* _What the task requires_: Rescale the data starting at the line that contains "of the stone" and ending at the last line of the data. Reproduce every line in that span, with the wording left unchanged and each point coordinate in the answers multiplied by 1.55 and rounded to a whole number, halves rounded up.

* _Records supplied_:
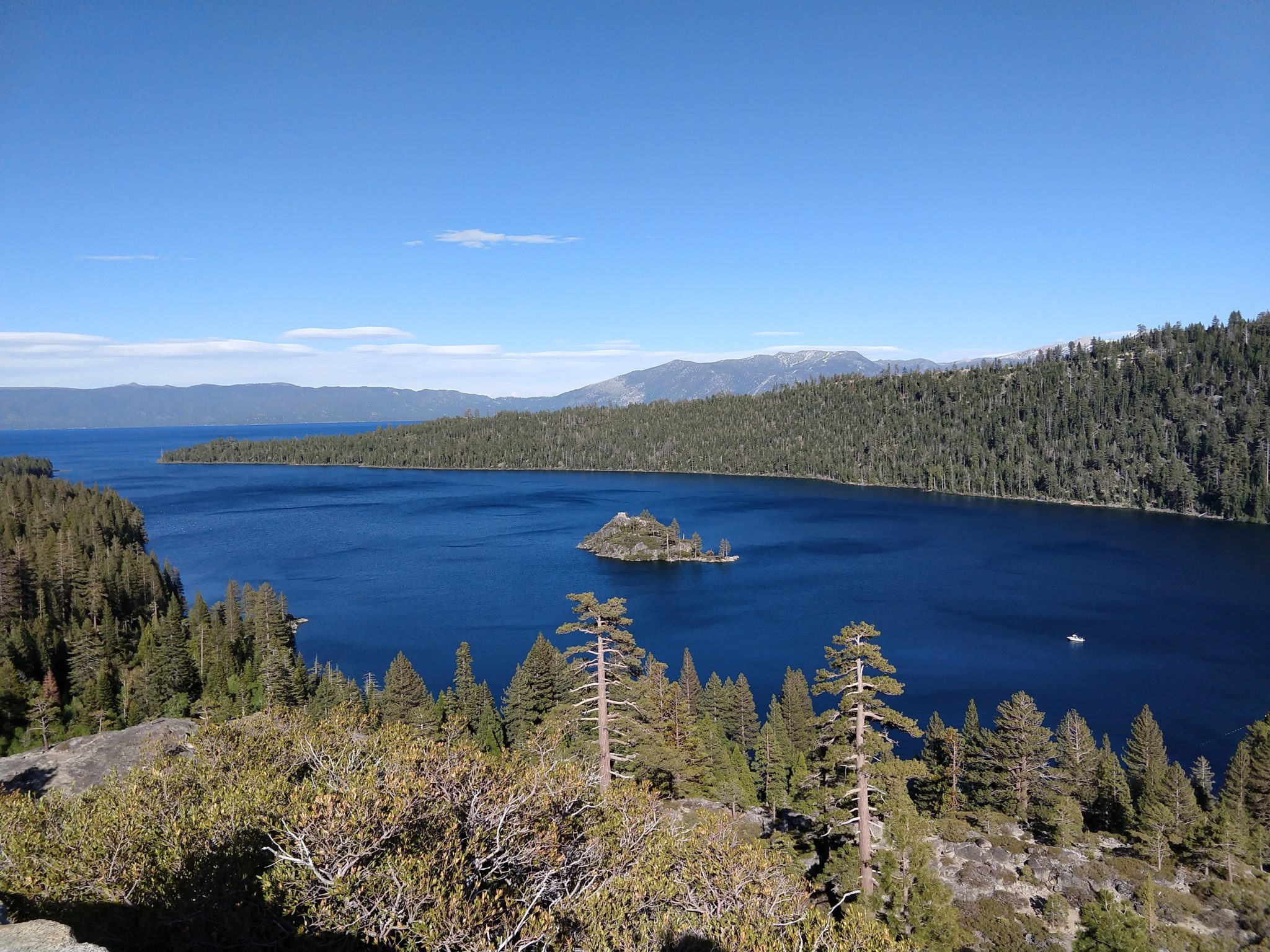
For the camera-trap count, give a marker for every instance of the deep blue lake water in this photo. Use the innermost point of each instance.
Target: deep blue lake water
(974, 597)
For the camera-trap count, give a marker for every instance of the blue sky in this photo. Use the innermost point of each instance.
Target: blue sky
(184, 188)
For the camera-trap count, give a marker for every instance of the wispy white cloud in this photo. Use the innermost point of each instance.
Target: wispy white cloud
(477, 238)
(427, 350)
(118, 258)
(343, 334)
(24, 338)
(48, 358)
(88, 347)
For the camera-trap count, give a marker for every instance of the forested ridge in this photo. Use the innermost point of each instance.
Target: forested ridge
(323, 811)
(94, 631)
(1174, 418)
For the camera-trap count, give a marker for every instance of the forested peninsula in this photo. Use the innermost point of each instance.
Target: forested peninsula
(600, 803)
(1175, 418)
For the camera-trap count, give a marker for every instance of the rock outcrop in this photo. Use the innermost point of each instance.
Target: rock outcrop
(42, 936)
(78, 763)
(642, 539)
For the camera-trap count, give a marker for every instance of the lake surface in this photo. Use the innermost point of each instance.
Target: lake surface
(974, 598)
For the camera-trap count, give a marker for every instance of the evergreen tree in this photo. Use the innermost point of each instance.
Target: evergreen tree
(1076, 758)
(798, 711)
(1018, 754)
(742, 719)
(539, 684)
(714, 699)
(406, 697)
(928, 792)
(915, 902)
(1203, 781)
(466, 694)
(691, 685)
(1112, 809)
(1145, 757)
(773, 759)
(854, 739)
(973, 739)
(43, 708)
(1106, 926)
(1169, 816)
(1256, 788)
(200, 632)
(489, 729)
(607, 659)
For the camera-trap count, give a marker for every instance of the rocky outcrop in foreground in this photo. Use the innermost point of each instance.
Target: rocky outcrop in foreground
(42, 936)
(78, 763)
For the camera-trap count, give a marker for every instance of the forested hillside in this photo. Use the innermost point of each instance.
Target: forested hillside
(1175, 418)
(402, 819)
(588, 805)
(94, 631)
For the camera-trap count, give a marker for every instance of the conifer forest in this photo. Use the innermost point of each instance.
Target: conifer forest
(606, 799)
(1176, 418)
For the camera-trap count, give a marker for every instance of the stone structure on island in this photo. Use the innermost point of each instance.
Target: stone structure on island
(642, 539)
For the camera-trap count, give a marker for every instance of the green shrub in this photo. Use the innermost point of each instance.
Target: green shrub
(296, 833)
(954, 829)
(1055, 910)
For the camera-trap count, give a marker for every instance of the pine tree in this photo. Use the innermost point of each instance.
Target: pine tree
(734, 783)
(742, 721)
(854, 739)
(799, 714)
(1106, 926)
(1112, 809)
(773, 758)
(915, 902)
(928, 792)
(174, 671)
(1018, 754)
(1169, 815)
(466, 695)
(1258, 787)
(1076, 758)
(200, 630)
(406, 697)
(691, 685)
(973, 741)
(45, 706)
(714, 699)
(88, 656)
(489, 729)
(610, 656)
(1203, 781)
(540, 683)
(1145, 757)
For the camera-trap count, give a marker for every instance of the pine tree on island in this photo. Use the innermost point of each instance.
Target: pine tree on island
(642, 539)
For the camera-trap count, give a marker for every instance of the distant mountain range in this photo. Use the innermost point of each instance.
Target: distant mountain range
(207, 404)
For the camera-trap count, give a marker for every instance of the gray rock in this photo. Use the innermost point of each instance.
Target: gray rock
(78, 763)
(42, 936)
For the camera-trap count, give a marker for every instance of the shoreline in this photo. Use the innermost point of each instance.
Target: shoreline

* _Output below_:
For the camera-trap count, give a marker for every instance of the stone structure on island in this photo. Use the innermost point of each instance.
Target: stone structure on island
(995, 835)
For the camera-trap count, give a marker for every instance of the green shrub in this photo. Use the innermost point of each instance.
Target: green shrub
(459, 1291)
(1479, 1285)
(1635, 1411)
For the camera-trap count, give a marker for every instance of the pine tree in this photo. Use the innermost point of each instance.
Target: pine tree
(1138, 1214)
(1150, 1118)
(1324, 1145)
(1238, 1107)
(1714, 1435)
(1724, 1254)
(1198, 1175)
(1418, 1398)
(1438, 1228)
(270, 1040)
(1578, 1169)
(1812, 1263)
(722, 1077)
(1950, 1220)
(1668, 1175)
(310, 977)
(629, 1080)
(1071, 1062)
(1508, 1149)
(70, 1094)
(1107, 1083)
(136, 1017)
(758, 1130)
(946, 1017)
(1865, 1211)
(837, 1059)
(1775, 1173)
For the camera-trap count, give a marker for every instance of the pine tree on island in this photo. Use the innermost point of each instance.
Target: pine tree on island
(995, 835)
For the camera-trap count, give a marker for every instance of the distant mountain range in this photo. Use the innermost point of each instance.
Target: distant mountain range
(321, 626)
For the camera-trap count, give a marker for every instance of the gray rock in this photo. Use the innermost point of each instance.
Target: gray rock
(121, 1183)
(65, 1451)
For the camera-trap count, give a marker for every instance of the shoreline in this photo. Use the innermost point of each instance.
Target: shoreline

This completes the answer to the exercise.